**Passage provided**
========================================
184 reviews for:

Small Wonder

Barbara Kingsolver

4.0 AVERAGE


Like a choice vegetable from her lovely garden, Kingsolver offers here a still fresh assortment of essays. She approaches divisive issues with a grace and reasonableness that is all too uncommon in our time. I was left considering my own excesses and longing to appreciate the goodness of life with greater attention

These essays felt incredibly timely despite the fact that their subject matter is 9/11. The first couple drew me in, but I found the musings on nature a little monotonous after the first 2 essays, which is SUCH a city kid thing to say, but you have to be who you are. While I do enjoy Kingsolver, I think her style is more poignant for me in fiction. The writing is in fact excellent but the essays as a group lacked texture.

SO much of Kingsolver's thoughts on the environment, food, gardening, conscientiousness, faith, caring for goods/people/places/our world, politics, etc, resonate with me. Girl is my soul sister. She's from Arizona, too, which just adds to the connectedness I feel to her. These essays are poignant and powerful and we as Americans would all do well to think more like this and act more wisely to keep our planet alive and thriving.

Individually beautiful and lovely essays ... felt a lil drony and repetitive all in one book though, definitely skipped through parts but I enjoyed

This was not the book I thought I was going into. I found it polarizing; while there were some parts which were okay and a few parts that were beautiful, I was mostly bored, annoyed or angry reading this.
========================================
**Provided data**
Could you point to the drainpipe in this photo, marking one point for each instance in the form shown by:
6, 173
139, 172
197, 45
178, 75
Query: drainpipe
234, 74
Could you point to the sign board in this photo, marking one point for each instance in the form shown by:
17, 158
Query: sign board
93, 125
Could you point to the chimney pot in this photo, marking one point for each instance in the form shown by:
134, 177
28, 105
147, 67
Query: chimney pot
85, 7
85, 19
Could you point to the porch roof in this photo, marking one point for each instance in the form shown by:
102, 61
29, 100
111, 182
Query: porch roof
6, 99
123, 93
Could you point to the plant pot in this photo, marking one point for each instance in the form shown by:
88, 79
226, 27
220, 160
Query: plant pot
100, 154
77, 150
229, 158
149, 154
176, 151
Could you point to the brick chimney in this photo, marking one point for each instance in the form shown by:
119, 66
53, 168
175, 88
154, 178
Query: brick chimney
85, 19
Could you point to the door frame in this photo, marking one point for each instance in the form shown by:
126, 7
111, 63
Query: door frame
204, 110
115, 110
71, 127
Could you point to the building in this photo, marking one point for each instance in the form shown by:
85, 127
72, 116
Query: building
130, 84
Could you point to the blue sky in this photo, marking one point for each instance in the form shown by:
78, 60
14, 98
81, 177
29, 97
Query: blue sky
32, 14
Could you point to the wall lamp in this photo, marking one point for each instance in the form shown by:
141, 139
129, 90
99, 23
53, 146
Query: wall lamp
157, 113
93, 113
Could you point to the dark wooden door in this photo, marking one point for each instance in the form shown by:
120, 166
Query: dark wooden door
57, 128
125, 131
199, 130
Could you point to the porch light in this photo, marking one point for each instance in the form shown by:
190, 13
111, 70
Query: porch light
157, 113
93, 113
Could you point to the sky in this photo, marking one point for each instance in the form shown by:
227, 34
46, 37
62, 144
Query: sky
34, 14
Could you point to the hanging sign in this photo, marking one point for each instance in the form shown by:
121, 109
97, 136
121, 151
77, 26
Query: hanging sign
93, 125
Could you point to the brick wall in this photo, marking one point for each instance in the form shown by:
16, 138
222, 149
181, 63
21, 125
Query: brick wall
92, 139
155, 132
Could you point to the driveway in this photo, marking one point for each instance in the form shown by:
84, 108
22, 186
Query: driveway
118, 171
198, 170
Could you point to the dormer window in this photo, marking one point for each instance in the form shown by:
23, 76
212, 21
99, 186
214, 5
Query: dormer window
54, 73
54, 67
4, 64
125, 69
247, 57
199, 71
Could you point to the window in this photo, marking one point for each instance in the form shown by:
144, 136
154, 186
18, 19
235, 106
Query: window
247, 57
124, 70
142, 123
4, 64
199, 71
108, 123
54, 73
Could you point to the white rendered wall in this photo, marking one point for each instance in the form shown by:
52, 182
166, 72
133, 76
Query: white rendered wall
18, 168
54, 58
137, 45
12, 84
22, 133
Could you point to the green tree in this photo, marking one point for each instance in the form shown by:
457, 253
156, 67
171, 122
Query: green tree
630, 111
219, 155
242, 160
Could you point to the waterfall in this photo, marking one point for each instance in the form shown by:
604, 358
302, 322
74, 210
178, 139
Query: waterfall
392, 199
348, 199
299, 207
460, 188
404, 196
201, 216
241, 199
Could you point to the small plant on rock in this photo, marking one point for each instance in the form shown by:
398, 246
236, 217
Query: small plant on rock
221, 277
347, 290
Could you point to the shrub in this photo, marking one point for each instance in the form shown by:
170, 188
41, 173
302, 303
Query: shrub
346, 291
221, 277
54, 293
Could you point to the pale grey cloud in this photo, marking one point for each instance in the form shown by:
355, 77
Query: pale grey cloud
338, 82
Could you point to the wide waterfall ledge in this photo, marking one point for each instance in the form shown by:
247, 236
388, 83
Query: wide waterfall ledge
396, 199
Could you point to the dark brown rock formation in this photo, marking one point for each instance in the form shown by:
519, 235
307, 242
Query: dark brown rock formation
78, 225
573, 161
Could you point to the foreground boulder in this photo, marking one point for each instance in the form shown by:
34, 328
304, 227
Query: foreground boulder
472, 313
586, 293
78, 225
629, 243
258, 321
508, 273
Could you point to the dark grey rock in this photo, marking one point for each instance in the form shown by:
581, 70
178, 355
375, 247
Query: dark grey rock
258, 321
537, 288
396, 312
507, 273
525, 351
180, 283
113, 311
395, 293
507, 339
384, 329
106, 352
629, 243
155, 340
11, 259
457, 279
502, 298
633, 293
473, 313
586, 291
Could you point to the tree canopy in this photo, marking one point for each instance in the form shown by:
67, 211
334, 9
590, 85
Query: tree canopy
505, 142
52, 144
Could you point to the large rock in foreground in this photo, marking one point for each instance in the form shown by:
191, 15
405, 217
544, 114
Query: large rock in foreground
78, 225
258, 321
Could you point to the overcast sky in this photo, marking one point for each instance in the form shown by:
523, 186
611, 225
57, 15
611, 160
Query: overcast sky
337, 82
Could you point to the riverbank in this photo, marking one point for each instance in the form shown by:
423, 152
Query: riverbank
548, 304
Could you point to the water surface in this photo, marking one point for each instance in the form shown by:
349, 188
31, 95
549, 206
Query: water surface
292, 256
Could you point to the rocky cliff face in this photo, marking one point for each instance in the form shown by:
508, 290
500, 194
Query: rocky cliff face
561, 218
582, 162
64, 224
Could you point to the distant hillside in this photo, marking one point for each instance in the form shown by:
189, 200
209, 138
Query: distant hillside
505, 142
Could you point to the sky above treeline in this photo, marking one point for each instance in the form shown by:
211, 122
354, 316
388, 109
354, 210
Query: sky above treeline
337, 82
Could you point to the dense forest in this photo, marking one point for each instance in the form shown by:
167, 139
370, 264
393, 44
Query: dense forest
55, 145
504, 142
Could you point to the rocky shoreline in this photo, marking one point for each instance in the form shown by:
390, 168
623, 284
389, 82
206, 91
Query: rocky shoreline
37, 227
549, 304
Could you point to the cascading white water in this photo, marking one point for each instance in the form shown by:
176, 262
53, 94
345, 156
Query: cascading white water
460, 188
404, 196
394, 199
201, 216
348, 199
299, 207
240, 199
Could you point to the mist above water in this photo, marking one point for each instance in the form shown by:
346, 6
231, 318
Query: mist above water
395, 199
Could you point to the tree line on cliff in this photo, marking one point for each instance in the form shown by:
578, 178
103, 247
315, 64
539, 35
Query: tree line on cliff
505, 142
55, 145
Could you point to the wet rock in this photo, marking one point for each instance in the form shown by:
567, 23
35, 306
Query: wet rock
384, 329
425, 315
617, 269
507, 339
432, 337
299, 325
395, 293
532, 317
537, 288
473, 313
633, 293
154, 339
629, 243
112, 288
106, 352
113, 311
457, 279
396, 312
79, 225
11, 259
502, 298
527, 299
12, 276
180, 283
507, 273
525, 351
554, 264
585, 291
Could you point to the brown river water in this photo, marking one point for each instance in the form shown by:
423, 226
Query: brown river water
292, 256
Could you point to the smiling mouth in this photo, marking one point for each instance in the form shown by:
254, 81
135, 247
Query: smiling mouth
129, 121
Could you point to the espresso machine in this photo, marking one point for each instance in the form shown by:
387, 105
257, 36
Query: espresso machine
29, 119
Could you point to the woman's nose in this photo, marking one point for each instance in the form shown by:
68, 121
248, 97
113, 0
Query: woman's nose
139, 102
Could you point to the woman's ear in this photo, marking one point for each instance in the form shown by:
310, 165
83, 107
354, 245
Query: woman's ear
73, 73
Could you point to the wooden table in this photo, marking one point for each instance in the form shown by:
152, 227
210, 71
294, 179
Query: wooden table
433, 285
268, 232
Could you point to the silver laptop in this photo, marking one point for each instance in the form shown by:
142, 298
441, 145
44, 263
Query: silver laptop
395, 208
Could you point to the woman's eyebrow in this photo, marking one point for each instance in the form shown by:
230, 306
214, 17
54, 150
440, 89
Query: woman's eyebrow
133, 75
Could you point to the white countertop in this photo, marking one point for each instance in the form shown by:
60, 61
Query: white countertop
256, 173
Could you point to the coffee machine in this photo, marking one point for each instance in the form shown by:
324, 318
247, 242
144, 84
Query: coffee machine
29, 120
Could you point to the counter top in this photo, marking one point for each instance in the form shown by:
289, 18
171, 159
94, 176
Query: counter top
========================================
**What to work on**
- A) Do these statements agree with the reviews of Small Wonder? For each, answer yes or no and quote the deciding words. (i) One reviewer notes that Kingsolver is from Arizona. (ii) The book has 250 reviews. (iii) One reviewer finds Kingsolver's style more poignant in her essays than in her fiction.
- B) Please recast the stretch of rows from the line containing "Could you point to the woman's nose" through the end of the rows as a Markdown table with the columns No. and Line. Give each line a number and leave out blank lines.

**Worked solutions**
- A)
(i) Yes: "She's from Arizona, too"
(ii) No: "184 reviews for:"
(iii) No: "I think her style is more poignant for me in fiction."

- B)
| No. | Line |
|---|---|
| 1 | Could you point to the woman's nose in this photo, marking one point for each instance in the form shown by: |
| 2 | 68, 121 |
| 3 | 248, 97 |
| 4 | 113, 0 |
| 5 | Query: woman's nose |
| 6 | 139, 102 |
| 7 | Could you point to the woman's ear in this photo, marking one point for each instance in the form shown by: |
| 8 | 310, 165 |
| 9 | 83, 107 |
| 10 | 354, 245 |
| 11 | Query: woman's ear |
| 12 | 73, 73 |
| 13 | Could you point to the wooden table in this photo, marking one point for each instance in the form shown by: |
| 14 | 152, 227 |
| 15 | 210, 71 |
| 16 | 294, 179 |
| 17 | Query: wooden table |
| 18 | 433, 285 |
| 19 | 268, 232 |
| 20 | Could you point to the silver laptop in this photo, marking one point for each instance in the form shown by: |
| 21 | 142, 298 |
| 22 | 441, 145 |
| 23 | 44, 263 |
| 24 | Query: silver laptop |
| 25 | 395, 208 |
| 26 | Could you point to the woman's eyebrow in this photo, marking one point for each instance in the form shown by: |
| 27 | 230, 306 |
| 28 | 214, 17 |
| 29 | 54, 150 |
| 30 | 440, 89 |
| 31 | Query: woman's eyebrow |
| 32 | 133, 75 |
| 33 | Could you point to the white countertop in this photo, marking one point for each instance in the form shown by: |
| 34 | 60, 61 |
| 35 | Query: white countertop |
| 36 | 256, 173 |
| 37 | Could you point to the coffee machine in this photo, marking one point for each instance in the form shown by: |
| 38 | 324, 318 |
| 39 | 247, 242 |
| 40 | 144, 84 |
| 41 | Query: coffee machine |
| 42 | 29, 120 |
| 43 | Could you point to the counter top in this photo, marking one point for each instance in the form shown by: |
| 44 | 289, 18 |
| 45 | 171, 159 |
| 46 | 94, 176 |
| 47 | Query: counter top |